WHAT TO PRODUCE:
Transcribe only the stretch of lines that opens with the line containing "Reviewer check: make sure each instance of the boy" and closes with the last line of the listing, skipping pictures.

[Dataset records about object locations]

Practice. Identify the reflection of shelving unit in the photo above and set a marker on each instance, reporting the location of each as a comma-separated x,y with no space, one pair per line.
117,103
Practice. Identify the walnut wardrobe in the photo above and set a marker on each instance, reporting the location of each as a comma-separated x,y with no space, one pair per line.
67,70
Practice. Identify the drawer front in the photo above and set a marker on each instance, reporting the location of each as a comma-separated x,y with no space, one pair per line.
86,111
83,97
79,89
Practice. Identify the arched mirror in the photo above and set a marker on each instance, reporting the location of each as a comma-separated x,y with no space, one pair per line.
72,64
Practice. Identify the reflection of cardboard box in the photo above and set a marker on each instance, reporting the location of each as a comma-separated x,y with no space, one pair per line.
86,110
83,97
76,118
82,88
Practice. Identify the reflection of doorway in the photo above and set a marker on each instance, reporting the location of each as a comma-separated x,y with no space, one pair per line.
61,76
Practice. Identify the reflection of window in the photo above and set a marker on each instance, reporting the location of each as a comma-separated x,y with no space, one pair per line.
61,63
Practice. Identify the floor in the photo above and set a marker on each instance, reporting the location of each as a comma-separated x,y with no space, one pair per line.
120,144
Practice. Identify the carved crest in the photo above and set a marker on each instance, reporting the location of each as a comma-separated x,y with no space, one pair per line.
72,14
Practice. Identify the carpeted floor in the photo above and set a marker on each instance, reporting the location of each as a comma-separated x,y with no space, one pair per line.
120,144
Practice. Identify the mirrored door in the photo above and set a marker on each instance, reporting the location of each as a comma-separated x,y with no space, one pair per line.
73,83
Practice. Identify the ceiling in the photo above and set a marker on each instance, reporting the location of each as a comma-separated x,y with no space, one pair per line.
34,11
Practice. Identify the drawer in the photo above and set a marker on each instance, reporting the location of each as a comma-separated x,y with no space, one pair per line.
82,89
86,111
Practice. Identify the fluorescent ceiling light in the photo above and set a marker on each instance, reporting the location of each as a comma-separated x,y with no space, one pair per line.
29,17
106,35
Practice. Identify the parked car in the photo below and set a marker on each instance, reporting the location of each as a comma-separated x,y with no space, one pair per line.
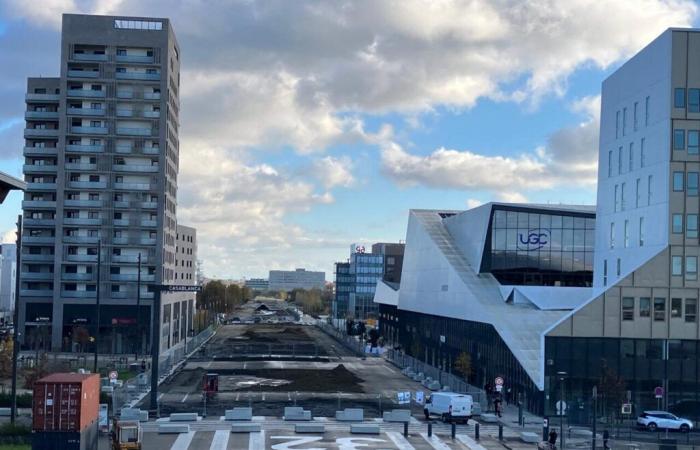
449,406
653,420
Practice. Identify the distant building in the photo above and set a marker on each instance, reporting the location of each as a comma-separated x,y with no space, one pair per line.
258,284
287,280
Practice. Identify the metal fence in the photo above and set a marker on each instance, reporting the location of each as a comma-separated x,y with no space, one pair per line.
134,388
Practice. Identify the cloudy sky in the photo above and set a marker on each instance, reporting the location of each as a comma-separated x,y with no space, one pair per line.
309,125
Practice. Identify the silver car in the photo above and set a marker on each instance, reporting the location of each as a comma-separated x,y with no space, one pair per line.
653,420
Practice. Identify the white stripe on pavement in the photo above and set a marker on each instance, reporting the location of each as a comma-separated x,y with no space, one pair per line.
256,441
399,440
434,442
220,440
469,442
183,441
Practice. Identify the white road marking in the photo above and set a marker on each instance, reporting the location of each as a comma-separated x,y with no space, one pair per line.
220,440
256,441
398,440
469,442
434,442
183,441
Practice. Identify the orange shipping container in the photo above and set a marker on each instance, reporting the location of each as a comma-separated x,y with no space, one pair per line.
66,402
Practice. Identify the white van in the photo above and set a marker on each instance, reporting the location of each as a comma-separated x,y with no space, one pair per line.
449,406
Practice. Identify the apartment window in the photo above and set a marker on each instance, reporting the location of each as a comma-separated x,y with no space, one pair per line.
691,309
679,98
691,226
627,308
691,267
659,309
693,146
679,139
692,184
676,266
644,307
677,181
676,307
693,100
677,221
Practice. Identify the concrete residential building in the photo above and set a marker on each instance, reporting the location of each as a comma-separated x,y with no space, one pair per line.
288,280
101,163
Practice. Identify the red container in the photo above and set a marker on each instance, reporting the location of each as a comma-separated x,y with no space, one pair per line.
66,402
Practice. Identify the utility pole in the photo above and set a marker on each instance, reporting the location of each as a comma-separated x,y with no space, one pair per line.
15,322
97,300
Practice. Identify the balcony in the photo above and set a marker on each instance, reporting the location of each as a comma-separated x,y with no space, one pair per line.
88,93
135,58
134,131
77,277
134,168
89,57
81,221
86,111
39,168
38,204
137,76
89,130
80,166
36,276
85,148
87,184
83,74
42,97
41,115
84,203
36,292
40,132
81,258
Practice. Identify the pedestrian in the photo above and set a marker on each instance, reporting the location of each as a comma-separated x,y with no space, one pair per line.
552,439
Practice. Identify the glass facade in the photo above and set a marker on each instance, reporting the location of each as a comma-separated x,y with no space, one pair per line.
539,248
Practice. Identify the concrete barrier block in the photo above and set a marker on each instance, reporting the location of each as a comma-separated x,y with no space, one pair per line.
246,427
364,428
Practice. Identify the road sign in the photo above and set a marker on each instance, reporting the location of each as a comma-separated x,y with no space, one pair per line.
658,392
179,288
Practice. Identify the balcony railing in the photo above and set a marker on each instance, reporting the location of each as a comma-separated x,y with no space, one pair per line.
86,111
89,130
135,58
41,115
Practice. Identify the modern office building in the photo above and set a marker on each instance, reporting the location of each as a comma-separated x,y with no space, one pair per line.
101,163
288,280
257,284
510,284
8,276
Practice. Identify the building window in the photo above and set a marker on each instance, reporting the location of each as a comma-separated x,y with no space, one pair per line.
679,98
676,266
691,309
627,308
679,139
676,307
691,267
693,145
677,181
693,100
692,184
691,226
659,309
644,307
677,223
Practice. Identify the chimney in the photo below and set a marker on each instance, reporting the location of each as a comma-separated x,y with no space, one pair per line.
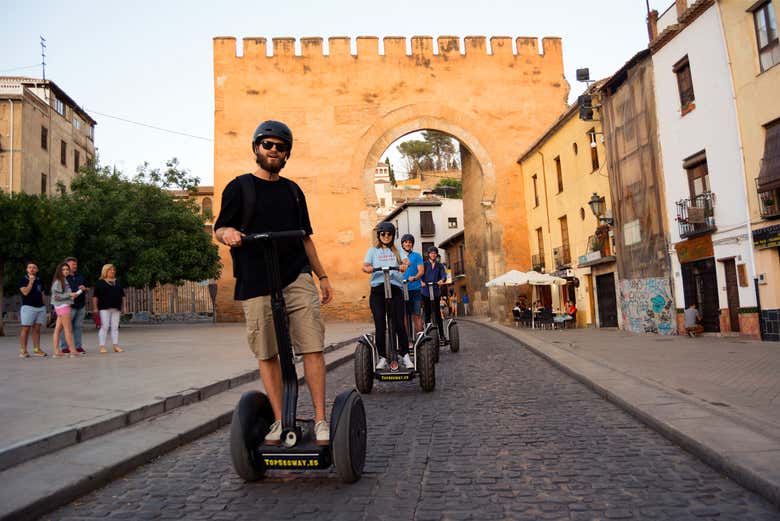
682,6
652,25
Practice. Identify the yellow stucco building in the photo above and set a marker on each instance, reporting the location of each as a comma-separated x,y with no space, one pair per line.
562,171
751,33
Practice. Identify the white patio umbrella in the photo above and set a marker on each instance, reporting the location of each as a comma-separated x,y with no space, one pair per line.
541,279
510,278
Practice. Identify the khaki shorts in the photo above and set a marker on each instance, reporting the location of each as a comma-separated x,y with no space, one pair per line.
307,329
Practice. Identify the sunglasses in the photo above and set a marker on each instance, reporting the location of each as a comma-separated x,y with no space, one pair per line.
268,145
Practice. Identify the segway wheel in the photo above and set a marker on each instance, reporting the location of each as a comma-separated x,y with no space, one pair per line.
348,447
364,368
251,419
435,340
427,366
454,338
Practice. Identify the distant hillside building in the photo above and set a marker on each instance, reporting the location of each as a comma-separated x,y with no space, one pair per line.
44,136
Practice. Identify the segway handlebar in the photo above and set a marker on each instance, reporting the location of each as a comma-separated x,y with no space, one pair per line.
290,234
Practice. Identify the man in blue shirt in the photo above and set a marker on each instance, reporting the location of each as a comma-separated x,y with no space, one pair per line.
33,312
434,277
77,309
414,272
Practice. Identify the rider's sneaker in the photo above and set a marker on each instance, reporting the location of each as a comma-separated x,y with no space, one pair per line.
322,432
274,436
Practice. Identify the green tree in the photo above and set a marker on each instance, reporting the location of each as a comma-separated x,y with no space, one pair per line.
139,227
442,148
35,228
449,188
416,154
392,172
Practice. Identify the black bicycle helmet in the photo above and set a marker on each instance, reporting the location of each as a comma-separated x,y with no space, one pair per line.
275,129
385,227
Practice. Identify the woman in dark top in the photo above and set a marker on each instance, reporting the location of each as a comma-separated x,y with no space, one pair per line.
109,299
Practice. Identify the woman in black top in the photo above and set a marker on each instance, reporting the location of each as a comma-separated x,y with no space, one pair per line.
109,299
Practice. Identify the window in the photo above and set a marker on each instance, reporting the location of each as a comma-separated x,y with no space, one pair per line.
59,106
698,178
427,227
536,192
766,35
565,240
594,151
684,85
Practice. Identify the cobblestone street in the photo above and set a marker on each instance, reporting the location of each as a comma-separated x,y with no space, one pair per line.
503,436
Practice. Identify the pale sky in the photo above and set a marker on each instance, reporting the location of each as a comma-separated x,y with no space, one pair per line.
151,62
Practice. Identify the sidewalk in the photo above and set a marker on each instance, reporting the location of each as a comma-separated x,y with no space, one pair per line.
717,397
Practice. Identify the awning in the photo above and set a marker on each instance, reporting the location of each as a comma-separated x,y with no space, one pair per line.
769,175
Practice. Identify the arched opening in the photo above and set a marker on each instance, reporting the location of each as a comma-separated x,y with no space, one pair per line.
481,257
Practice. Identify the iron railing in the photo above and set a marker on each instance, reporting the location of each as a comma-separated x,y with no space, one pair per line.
696,215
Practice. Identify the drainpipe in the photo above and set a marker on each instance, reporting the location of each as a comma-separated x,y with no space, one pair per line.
11,160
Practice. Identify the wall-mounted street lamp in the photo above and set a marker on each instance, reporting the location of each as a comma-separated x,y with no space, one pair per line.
598,206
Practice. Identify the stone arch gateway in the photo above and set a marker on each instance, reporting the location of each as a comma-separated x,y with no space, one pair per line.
345,109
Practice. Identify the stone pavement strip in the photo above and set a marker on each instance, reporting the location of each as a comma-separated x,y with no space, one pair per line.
719,398
70,425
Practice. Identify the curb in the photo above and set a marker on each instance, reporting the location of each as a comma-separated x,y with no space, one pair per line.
124,449
26,450
747,476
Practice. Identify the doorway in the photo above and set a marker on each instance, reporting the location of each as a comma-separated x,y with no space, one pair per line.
700,287
732,293
605,292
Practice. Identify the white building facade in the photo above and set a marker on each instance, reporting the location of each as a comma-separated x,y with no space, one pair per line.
430,220
705,194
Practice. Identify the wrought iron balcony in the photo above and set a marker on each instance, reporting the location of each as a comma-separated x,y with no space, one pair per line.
562,256
696,215
537,262
769,203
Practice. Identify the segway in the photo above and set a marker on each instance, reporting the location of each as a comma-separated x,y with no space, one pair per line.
253,415
367,353
431,329
451,335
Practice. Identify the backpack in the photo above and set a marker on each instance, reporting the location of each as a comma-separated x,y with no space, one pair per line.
249,200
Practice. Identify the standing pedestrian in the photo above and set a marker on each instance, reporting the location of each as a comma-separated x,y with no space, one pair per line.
385,255
278,205
62,298
109,299
433,279
33,312
78,309
414,272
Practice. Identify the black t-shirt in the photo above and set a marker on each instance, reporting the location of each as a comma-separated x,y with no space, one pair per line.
35,297
276,210
109,295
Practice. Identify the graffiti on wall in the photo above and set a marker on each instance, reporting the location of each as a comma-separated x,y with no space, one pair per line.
646,305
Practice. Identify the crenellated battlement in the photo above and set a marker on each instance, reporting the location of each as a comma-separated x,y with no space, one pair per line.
367,47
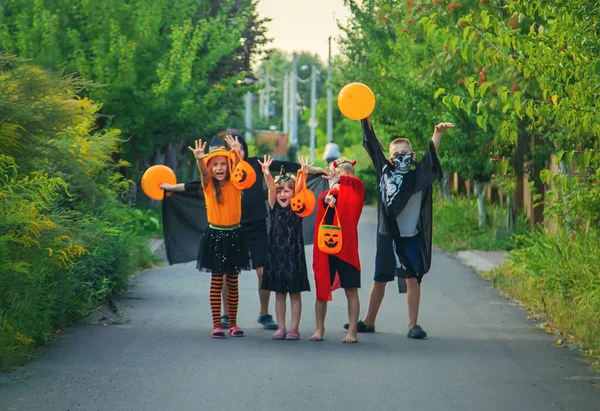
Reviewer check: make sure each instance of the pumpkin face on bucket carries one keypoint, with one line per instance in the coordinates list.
(243, 175)
(330, 239)
(303, 204)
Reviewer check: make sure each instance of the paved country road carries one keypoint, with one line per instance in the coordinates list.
(482, 354)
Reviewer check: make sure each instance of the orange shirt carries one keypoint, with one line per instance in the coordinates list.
(229, 211)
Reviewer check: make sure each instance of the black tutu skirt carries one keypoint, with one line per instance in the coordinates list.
(223, 251)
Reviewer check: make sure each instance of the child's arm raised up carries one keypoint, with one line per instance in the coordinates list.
(372, 144)
(301, 178)
(199, 154)
(265, 164)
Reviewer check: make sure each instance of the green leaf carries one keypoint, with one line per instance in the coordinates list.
(464, 51)
(529, 109)
(484, 87)
(569, 158)
(471, 88)
(456, 101)
(587, 157)
(482, 122)
(485, 18)
(466, 31)
(438, 92)
(545, 176)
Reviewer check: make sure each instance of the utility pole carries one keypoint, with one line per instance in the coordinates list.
(294, 108)
(267, 97)
(313, 111)
(285, 103)
(329, 98)
(248, 131)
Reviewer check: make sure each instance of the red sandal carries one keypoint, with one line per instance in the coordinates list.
(236, 331)
(218, 333)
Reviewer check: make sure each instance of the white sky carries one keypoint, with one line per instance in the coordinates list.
(304, 25)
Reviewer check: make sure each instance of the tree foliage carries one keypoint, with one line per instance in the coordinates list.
(164, 69)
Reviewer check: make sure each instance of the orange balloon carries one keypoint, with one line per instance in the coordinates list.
(154, 177)
(356, 101)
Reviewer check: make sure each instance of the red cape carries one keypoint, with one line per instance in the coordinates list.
(350, 201)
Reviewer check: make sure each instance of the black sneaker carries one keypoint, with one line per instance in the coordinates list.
(267, 322)
(417, 332)
(361, 327)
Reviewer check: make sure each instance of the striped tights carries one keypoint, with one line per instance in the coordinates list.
(216, 285)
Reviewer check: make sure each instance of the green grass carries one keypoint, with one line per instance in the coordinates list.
(557, 275)
(456, 227)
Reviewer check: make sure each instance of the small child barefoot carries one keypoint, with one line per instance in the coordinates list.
(350, 338)
(318, 335)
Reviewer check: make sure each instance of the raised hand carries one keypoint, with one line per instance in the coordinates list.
(266, 164)
(234, 144)
(168, 187)
(199, 150)
(304, 164)
(443, 127)
(332, 176)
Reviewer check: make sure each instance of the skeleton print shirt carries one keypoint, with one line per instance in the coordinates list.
(396, 188)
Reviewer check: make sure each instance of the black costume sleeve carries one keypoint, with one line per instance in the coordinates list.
(193, 185)
(428, 170)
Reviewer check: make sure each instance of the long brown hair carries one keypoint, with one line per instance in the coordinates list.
(217, 183)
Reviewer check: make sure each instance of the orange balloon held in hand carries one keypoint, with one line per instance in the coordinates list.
(356, 101)
(154, 177)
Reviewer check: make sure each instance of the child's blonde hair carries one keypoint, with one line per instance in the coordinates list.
(285, 179)
(400, 141)
(344, 166)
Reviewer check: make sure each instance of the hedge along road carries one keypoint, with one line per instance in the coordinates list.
(482, 353)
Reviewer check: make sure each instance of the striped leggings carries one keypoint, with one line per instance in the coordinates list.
(216, 285)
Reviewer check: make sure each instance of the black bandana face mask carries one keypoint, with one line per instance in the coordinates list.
(402, 162)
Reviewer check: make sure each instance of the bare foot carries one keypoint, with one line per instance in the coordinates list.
(318, 335)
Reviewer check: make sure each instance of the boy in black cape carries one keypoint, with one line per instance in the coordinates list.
(404, 207)
(184, 222)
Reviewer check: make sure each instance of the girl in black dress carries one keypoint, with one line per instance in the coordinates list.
(285, 269)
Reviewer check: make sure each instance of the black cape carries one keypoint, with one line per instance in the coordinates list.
(184, 213)
(394, 192)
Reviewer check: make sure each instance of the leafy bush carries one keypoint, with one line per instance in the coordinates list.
(66, 238)
(556, 274)
(456, 226)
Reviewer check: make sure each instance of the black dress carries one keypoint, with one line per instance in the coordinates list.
(285, 271)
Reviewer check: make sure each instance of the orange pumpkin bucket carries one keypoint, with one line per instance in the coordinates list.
(242, 175)
(303, 203)
(154, 177)
(329, 237)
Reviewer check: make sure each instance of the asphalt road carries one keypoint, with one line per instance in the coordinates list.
(482, 354)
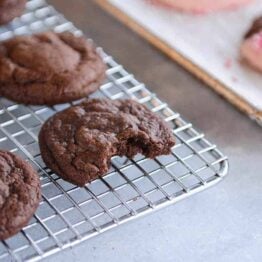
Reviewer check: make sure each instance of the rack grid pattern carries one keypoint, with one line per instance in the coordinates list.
(67, 214)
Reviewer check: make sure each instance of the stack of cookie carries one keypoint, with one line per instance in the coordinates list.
(77, 144)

FINISHED TASK:
Reviewer check: make sure each instance of the boy in black cape carries one keypoint, with one line per instance in the coordinates list.
(404, 207)
(184, 222)
Reviewer check: make sure each instance of the girl in black dress carries one keypoint, with one line per instance in the coordinates list.
(285, 269)
Reviewer check: make sure each instance of the black cape carries one keypoint, with one line per instance in the coordinates list.
(184, 213)
(394, 192)
Reviewer check: make sure each instance of the leafy bush carries one keypoint, with one line per instance in the coordinates list.
(66, 238)
(556, 274)
(456, 226)
Reviewer check: make sure each instance of the black dress carries one keypoint, with one line per instance in the coordinates list.
(285, 271)
Reviewer check: make sure each instance of the orange pumpkin bucket carries one keypoint, with one line per instance in the coordinates list.
(242, 175)
(303, 203)
(154, 177)
(329, 237)
Reviewer check: make sure each instance of the asphalt road carries one keypoint, with one line per instance in the coordinates list.
(482, 354)
Reviewer check: make sure each instance of the rack grid pattern carries one keypoint, with one line per instance in the coordinates list.
(67, 214)
Reviewer check: make sure each instance of the stack of cookie carries one keypoint, with one line per instance in the coordinates list.
(77, 144)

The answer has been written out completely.